- Passage to read:
## Begin
United States Court of Appeals, Ninth Circuit
Aug 7, 1893
57 F. 279 (9th Cir. 1893)

Opinion


57 F. 279 (S.D.Cal. 1893) BANK OF NORTH AMERICA v. RINDGE. United States Circuit Court, S.D. California. August 7, 1893

Wells, Monroe & Lee, for plaintiff.

S. C. Hubbell, for defendant.

ROSS, District Judge.

This is an action at law by a creditor of a Kansas banking corporation against the defendant, as a stockholder in that corporation, to enforce the liability which the statutes of Kansas impose upon stockholders in corporations, other than railway, religious, or charitable corporations, for the corporate debts.

The statute of Kansas, which is the foundation of the action, is as follows:

'If any execution shall have been issued against the property or effects of a corporation, except a railway or a religious or charitable corporation, and there cannot be found any property whereon to levy such execution, then execution may be issued against any of the stockholders, to an extent equal in amount to the amount of stock by him or her owned, together with any amount unpaid thereon; but no execution shall issue against any stockholder, except upon an order of the court in which the action, suit, or other proceeding shall have been brought or instituted, made upon motion in open court, after reasonable notice in writing to the person or persons sought to be charged; and, upon such motion, such court may order execution to issue accordingly; or the plaintiff in the execution may proceed by action to charge the stockholders with the amount of his judgment.' Gen. St. 1889, p. 381, par. 1192.
## End
- Records provided:
## Begin
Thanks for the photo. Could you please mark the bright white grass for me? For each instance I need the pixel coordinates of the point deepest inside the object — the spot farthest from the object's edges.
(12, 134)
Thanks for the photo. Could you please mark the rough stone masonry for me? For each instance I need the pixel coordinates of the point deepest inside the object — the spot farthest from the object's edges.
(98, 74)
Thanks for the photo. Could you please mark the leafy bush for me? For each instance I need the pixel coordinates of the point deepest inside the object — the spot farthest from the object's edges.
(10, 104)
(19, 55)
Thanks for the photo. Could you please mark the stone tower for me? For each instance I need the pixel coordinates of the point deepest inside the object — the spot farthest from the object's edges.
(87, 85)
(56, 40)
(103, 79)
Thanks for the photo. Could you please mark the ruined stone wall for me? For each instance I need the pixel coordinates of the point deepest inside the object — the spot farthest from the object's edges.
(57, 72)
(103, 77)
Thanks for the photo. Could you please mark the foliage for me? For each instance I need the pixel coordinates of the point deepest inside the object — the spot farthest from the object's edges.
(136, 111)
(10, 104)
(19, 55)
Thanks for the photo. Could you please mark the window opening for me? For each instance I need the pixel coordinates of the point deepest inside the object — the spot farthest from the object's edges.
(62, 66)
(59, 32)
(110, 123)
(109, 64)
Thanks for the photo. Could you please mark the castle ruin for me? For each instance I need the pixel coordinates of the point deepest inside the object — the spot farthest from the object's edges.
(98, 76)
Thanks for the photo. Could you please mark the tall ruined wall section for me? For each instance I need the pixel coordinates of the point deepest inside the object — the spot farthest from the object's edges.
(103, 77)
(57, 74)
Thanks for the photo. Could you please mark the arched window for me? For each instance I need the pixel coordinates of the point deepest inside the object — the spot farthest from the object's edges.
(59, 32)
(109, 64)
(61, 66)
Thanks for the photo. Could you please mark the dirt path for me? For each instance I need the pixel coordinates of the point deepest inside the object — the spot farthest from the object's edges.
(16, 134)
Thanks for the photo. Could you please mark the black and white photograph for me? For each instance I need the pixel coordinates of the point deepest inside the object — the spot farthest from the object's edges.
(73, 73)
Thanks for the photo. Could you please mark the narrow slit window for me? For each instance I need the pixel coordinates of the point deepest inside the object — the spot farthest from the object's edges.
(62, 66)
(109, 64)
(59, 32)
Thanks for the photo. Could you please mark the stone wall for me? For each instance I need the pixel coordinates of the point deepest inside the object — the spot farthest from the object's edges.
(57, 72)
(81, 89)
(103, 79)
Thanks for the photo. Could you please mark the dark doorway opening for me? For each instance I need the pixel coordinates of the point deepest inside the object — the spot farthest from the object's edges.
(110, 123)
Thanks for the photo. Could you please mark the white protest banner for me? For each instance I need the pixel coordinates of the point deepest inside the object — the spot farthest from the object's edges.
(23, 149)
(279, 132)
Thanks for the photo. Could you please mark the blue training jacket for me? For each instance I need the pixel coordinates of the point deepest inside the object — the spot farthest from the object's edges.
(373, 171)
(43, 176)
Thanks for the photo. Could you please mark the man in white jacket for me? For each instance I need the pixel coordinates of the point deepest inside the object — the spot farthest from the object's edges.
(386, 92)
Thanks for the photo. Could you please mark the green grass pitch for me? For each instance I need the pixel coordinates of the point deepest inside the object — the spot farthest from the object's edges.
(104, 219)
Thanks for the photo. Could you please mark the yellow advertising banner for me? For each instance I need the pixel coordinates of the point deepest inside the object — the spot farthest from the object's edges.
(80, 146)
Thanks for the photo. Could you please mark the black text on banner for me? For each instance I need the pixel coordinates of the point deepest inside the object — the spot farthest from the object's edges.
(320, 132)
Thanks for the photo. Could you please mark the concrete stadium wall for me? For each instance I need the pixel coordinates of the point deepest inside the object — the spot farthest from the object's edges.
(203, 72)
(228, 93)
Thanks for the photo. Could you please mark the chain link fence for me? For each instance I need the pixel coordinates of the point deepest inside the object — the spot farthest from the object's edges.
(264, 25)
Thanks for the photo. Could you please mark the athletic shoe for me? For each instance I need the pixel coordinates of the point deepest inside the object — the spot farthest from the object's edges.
## End
- Problem set:
#1 Decide whether each statement agrees with the opinion excerpt, answering yes or no and quoting the words of the excerpt that decide it. (a) The action was brought by a creditor of a Kansas banking corporation. (b) The Kansas statute allows execution against stockholders of a railway corporation. (c) Execution may issue against a stockholder without an order of the court.
#2 Retype the part of the opinion excerpt starting with "57 F. 279 (S.D.Cal." and going on through "ROSS, District Judge.".

- Exercise solutions:
#1
(a) Yes: "This is an action at law by a creditor of a Kansas banking corporation against the defendant"
(b) No: "except a railway or a religious or charitable corporation"
(c) No: "but no execution shall issue against any stockholder, except upon an order of the court in which the action, suit, or other proceeding shall have been brought or instituted"

#2
57 F. 279 (S.D.Cal. 1893) BANK OF NORTH AMERICA v. RINDGE. United States Circuit Court, S.D. California. August 7, 1893

Wells, Monroe & Lee, for plaintiff.

S. C. Hubbell, for defendant.

ROSS, District Judge.